TEXTO EM ESTUDO.
↓

A Força de Cooperação Penitenciária é composta por agentes que fazem parte de grupos especiais de vários Estados do Brasil. Participam da operação no RS servidores da Bahia, Mato Grosso, Goiás, Paraíba, São Paulo, Rio de Janeiro e Ceará. Eles chegaram ao Estado no início de março com a missão de evitar uma possível reação das facções criminosas, por conta da transferência de 18 líderes desses grupos para penitenciárias federais. Mas com o avanço da pandemia, a atuação acabou ganhando novas prioridades.
No início dessa semana, foi confirmado em Bagé o primeiro caso de covid-19 dentro do sistema prisional do RS. O preso foi encaminhado para prisão domiciliar, com uso de tornozeleira eletrônica. O fato exigiu que fossem isolados cinco agentes da unidade, segundo a Susepe. Para manter a situação sob controle, a força-tarefa acabou deslocada para a Campanha.
— Estávamos em Porto Alegre, realizando visitas técnicas em várias unidades. Como houve o agravamento da covid-19 ficamos prontos para qualquer situação de emergência que pudesse causar instabilidade em alguma unidade do Estado. Aqui em Bagé, pelo que a gente pode ver, está um clima tranquilo. O prazo de permanência aqui é indeterminado. Podemos ser acionados em outra situação mais grave. Então nos deslocamos — relata Costa.
O RS teve o reforço autorizado pelo Ministério da Justiça em março, a partir de pedido do governo do Estado, como uma das medidas previstas na Operação Império da Lei. Com a transferência de 18 líderes de facções, havia a possibilidade de que as organizações criminosas se revoltassem. A previsão na portaria assinada pelo ministro Sergio Moro é de que eles permaneçam no RS pelo período de 60 dias, até 2 de maio.
Articulação
Assim como as demais prisões do Estado, o Presídio Regional de Bagé está com visitas suspensas desde o dia 23 de março. A medida é uma das adotadas pela Secretaria da Administração Penitenciária (Seapen). Apesar de necessária para controlar a circulação de pessoas, a restrição gera tensão no meio prisional.
No domingo, (29), na Fronteira Oeste, presos se rebelaram na Penitenciária Estadual de Santana do Livramento, queimaram colchões e subiram para o telhado. A ação teria sido motivada pela suspensão da entrada de sacolas levadas por familiares, com mantimentos – medida que acabou sendo suspensa na Justiça. O motim na casa prisional, que conta com menos presos do que em Bagé, 165 no total, já havia despertado a atenção do município da Campanha.
O prefeito de Bagé, Divaldo Lara, relata que, com a confirmação do primeiro caso dentro do sistema prisional, buscou junto ao governo do Estado apoio para a presença da força-tarefa no município. Havia preocupação que lá também pudesse acontecer uma reação dos presos.
— A situação aqui, onde o número de presos é bem maior, era de alto risco. Com tudo o que está acontecendo, não podemos permitir que aconteça um motim no presídio. Era uma bomba relógio, diante da revelação do caso de contágio. A qualquer hora poderia ter uma reação forte da população carcerária. Estamos agora estabilizados e contentes em poder contar com essa força. É menos um problema, diante do que estamos enfrentando —descreve.
A articulação junto ao Depen foi realizada pela Seapen do RS, que acertou o envio da força-tarefa para a Campanha.
— Além da já conhecida qualificação técnica, é notável a determinação da Força Nacional em colaborar com o Estado, neste momento tão duro — afirma o titular da Seapen, secretário Cesar Faccioli.
Nessa sexta-feira (3), conforme a Seapen, havia 15 presos com suspeita de coronavírus isolados. O único caso confirmado é o de Bagé.

↑

REQUISITOS DA TAREFA. Por favor, altere o trecho do texto em estudo que vai de "O RS teve o" até "até 2 de maio.", inclusive, trocando "Ministério da Justiça" por "governo federal", e apresente-o completo.

DADOS DO EXERCÍCIO.

↓

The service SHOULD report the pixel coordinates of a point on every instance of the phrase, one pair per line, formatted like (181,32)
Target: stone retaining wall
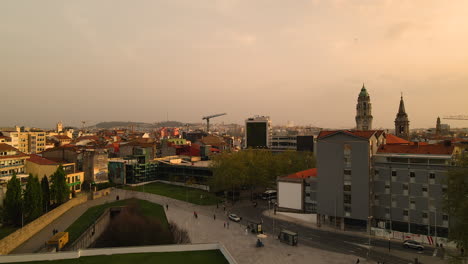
(114,251)
(21,235)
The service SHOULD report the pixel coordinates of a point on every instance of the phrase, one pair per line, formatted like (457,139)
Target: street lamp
(369,221)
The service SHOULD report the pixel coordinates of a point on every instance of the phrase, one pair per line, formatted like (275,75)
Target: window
(347,198)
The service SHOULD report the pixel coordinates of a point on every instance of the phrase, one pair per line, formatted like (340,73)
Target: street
(327,240)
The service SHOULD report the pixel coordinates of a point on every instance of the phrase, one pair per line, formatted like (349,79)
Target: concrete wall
(101,193)
(290,195)
(20,236)
(115,251)
(330,171)
(92,233)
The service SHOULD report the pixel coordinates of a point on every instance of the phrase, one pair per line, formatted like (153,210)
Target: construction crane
(208,120)
(457,117)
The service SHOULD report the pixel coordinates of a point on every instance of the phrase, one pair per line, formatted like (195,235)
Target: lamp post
(369,221)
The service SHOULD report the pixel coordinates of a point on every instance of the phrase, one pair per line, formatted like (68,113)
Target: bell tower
(402,121)
(363,111)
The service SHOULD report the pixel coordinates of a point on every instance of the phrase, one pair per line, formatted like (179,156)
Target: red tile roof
(358,133)
(433,149)
(392,139)
(303,174)
(62,137)
(40,160)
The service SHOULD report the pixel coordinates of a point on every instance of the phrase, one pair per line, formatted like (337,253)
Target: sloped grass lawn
(7,230)
(92,214)
(181,193)
(192,257)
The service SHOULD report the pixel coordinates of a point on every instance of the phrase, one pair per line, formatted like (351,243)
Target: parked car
(413,244)
(234,217)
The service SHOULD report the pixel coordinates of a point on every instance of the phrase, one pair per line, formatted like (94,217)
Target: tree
(45,194)
(256,168)
(13,202)
(32,199)
(59,190)
(456,202)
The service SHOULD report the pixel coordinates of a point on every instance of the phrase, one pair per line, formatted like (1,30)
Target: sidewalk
(205,229)
(393,251)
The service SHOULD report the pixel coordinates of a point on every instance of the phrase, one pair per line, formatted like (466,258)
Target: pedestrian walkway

↑

TAREFA CONCLUÍDA.
O RS teve o reforço autorizado pelo governo federal em março, a partir de pedido do governo do Estado, como uma das medidas previstas na Operação Império da Lei. Com a transferência de 18 líderes de facções, havia a possibilidade de que as organizações criminosas se revoltassem. A previsão na portaria assinada pelo ministro Sergio Moro é de que eles permaneçam no RS pelo período de 60 dias, até 2 de maio.